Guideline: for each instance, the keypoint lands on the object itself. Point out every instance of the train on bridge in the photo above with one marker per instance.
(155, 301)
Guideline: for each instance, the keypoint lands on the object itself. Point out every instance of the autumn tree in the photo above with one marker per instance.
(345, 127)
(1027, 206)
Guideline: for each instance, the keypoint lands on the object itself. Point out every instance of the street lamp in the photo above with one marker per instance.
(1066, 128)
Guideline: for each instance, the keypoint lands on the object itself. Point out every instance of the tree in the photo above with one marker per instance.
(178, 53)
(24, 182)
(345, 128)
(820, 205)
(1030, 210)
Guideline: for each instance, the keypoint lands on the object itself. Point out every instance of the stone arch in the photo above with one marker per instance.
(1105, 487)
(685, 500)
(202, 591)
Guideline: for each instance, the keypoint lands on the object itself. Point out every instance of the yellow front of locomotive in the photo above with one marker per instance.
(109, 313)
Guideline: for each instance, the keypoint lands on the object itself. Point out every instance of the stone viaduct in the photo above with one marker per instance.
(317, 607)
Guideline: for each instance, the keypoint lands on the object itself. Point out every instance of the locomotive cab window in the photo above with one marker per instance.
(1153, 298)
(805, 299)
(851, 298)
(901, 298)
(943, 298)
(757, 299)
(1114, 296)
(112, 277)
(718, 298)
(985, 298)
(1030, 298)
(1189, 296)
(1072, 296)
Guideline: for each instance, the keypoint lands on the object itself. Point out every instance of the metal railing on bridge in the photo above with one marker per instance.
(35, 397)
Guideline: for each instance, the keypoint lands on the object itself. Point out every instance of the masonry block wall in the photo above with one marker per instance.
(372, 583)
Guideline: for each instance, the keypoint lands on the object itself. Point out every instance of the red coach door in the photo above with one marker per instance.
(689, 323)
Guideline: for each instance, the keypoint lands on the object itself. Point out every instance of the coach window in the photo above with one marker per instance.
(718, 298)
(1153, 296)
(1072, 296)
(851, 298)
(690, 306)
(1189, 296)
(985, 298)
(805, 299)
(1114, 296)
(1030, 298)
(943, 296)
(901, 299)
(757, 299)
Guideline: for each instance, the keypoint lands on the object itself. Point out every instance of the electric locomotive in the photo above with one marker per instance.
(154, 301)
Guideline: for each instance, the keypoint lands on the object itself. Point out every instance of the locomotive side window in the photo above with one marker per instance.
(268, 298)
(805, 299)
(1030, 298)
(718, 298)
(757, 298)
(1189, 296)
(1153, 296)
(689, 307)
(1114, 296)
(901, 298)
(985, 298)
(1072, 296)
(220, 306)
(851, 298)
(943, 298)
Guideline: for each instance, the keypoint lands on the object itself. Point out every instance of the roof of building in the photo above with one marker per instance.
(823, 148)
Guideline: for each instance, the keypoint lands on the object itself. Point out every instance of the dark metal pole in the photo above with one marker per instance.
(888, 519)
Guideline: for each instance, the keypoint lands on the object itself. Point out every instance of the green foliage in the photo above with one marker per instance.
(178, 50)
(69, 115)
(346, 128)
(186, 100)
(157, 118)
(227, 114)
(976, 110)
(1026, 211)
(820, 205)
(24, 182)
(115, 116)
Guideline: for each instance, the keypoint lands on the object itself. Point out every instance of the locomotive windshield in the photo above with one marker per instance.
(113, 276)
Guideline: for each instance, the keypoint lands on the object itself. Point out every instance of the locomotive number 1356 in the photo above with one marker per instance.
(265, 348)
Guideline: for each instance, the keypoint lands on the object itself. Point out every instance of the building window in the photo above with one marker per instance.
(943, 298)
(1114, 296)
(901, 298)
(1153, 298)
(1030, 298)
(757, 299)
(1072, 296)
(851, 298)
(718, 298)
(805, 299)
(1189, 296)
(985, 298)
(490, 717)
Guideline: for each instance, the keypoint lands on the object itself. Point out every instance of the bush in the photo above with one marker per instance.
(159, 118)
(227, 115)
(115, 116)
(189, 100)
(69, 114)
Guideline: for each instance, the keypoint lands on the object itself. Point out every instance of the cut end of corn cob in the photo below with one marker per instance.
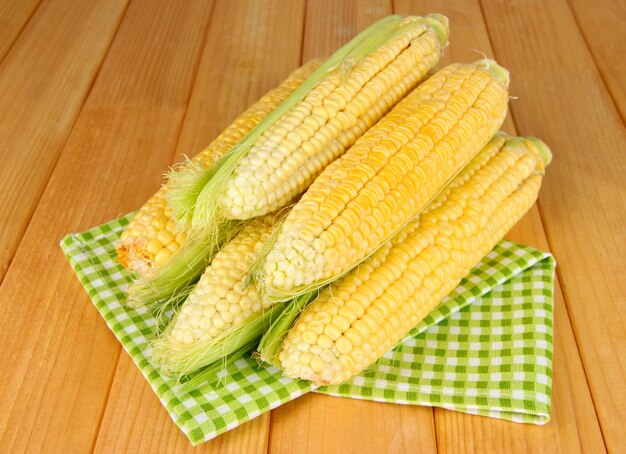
(355, 87)
(390, 175)
(219, 305)
(356, 320)
(173, 281)
(150, 238)
(153, 235)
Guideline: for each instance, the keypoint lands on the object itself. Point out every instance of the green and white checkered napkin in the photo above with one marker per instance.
(486, 349)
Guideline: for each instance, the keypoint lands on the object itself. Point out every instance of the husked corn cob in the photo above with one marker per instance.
(218, 303)
(390, 174)
(290, 154)
(152, 235)
(347, 95)
(357, 319)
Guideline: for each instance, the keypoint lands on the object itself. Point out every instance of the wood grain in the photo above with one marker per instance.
(58, 357)
(457, 431)
(136, 422)
(563, 100)
(13, 16)
(43, 83)
(603, 25)
(318, 423)
(115, 119)
(245, 55)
——————————
Aim:
Revise the data above by changing every "keypoint" to "point" and leaving everything else as it is. Omit the pictures from your answer.

Exercise response:
Guideline: for each instance, the point lands on the object itself. Point out every instance of the train on bridge in the photo above with one marker per instance.
(155, 301)
Guideline: for each instance, the point lands on the object itself. Point out every instance of the autumn tree in the photo above with one marker per instance.
(345, 127)
(1027, 206)
Guideline: for each instance, the point lands on the object itself. Point out every instance of the street lamp in the photo above with one marker per instance.
(1066, 128)
Guideline: for each instance, the point lands on the object itself. Point out every instance of the tree in the photo above with one marker per instance.
(178, 53)
(24, 182)
(345, 128)
(820, 205)
(1030, 210)
Guideline: for each instance, the point lands on the object itself. Point out every instance of the stone arch in the photo above with one marker per instance.
(1105, 487)
(685, 500)
(202, 591)
Guideline: for each instance, the point lands on the object itself. Point out every instance of the yellow front of locomotive in the photo above with one marker per instance.
(109, 313)
Guideline: for each instance, the point lands on the object itself. Point out every instance of the stone viaduct in the photo above with one marker per instance.
(317, 607)
Guideline: for each instance, the point lands on the object itself. Point out every instance of the locomotive cab window in the photo above with one marker per instance.
(1153, 298)
(805, 299)
(851, 298)
(901, 298)
(943, 298)
(757, 299)
(1114, 296)
(112, 277)
(718, 298)
(985, 298)
(1030, 298)
(1189, 296)
(1072, 296)
Guideline: for each instance, the point lands on the object itself. Point out every instance of the metal railing on bridge in the photo above with one marker per instance.
(35, 397)
Guideline: for each instance, the point lands on the object itself. Point out every instance of the masonry block wall in the photo above with one marker per instance.
(372, 583)
Guideline: for each instance, the point lands on the object itself. Point out every instance of the red coach door in the photo above with one marker per instance.
(689, 323)
Guideline: for each instance, the point lands on the object itself. Point out every instance of the coach window in the photo above with one marker per instance.
(718, 298)
(1153, 296)
(1072, 296)
(851, 298)
(690, 306)
(1189, 296)
(985, 298)
(805, 299)
(1114, 296)
(1030, 298)
(943, 296)
(901, 299)
(757, 299)
Guideline: for each instance, the point lands on the object itself. Point out every instance of the electric locomotive in the photo above with one marker per instance.
(154, 301)
Guideline: for each instance, the point lands on the object itself. Point out every instance of the locomotive side window in the photo above with one marker per instance.
(268, 298)
(805, 299)
(1030, 298)
(718, 298)
(757, 298)
(1189, 296)
(1153, 296)
(689, 307)
(1114, 296)
(901, 298)
(985, 298)
(1072, 296)
(220, 306)
(851, 298)
(943, 298)
Guideline: for each instance, the point lands on the object itself. Point out every instance of the roof of building in the photo above with one marker per instance.
(823, 148)
Guideline: for each instance, the point lands on the object itself. Point out every instance of the dark metal pole in the photo above with one marker per instance.
(888, 519)
Guideline: for each instance, the point lands on the object itself. Point out every instance of the green foliage in the photo above with one marker per instance.
(178, 50)
(69, 115)
(346, 128)
(186, 100)
(157, 118)
(227, 114)
(976, 110)
(1026, 211)
(820, 205)
(24, 182)
(115, 116)
Guideline: for each instance, the point lands on the object itself. Point out every instance of the locomotive windshield in the photo above with one marker per instance.
(113, 276)
Guideline: for each instance, the point lands on the object itself. Point out every instance of the locomotive number 1356 in the photo above with one marker per instance.
(265, 348)
Guideline: for each instance, the point lands on the object itself. Point out every instance of the building window in the photo above with one marker per instance.
(943, 298)
(1114, 296)
(901, 298)
(1153, 298)
(1030, 298)
(757, 299)
(1072, 296)
(851, 298)
(718, 298)
(805, 299)
(1189, 296)
(985, 298)
(490, 717)
Guideline: for each instance, the point lands on the object itself. Point out every instance of the bush in the photo above with one marker per instance.
(159, 118)
(227, 115)
(115, 116)
(189, 100)
(69, 114)
Guideline: for each instance, the point lands on the object itself. Point out every instance of the cut end of corn cob in the photo below with one marker per instance.
(355, 87)
(390, 175)
(219, 305)
(356, 320)
(173, 281)
(150, 238)
(153, 235)
Guideline: for each instance, the point lands on the object itself. Point out every instance of the green and white checkered napkin in the photo above with one marker per instance.
(486, 349)
Guideline: for each instance, the point lands on the object itself. Point out every instance of the husked corn cob in the photo above with one marker per instance.
(218, 303)
(390, 174)
(290, 154)
(152, 235)
(347, 95)
(357, 319)
Guideline: for each instance, the point lands on the object itself. Point out every instance of the wood grain in the photo above with one marker per instance.
(58, 357)
(457, 431)
(136, 422)
(563, 100)
(13, 16)
(43, 83)
(603, 25)
(318, 423)
(115, 119)
(245, 55)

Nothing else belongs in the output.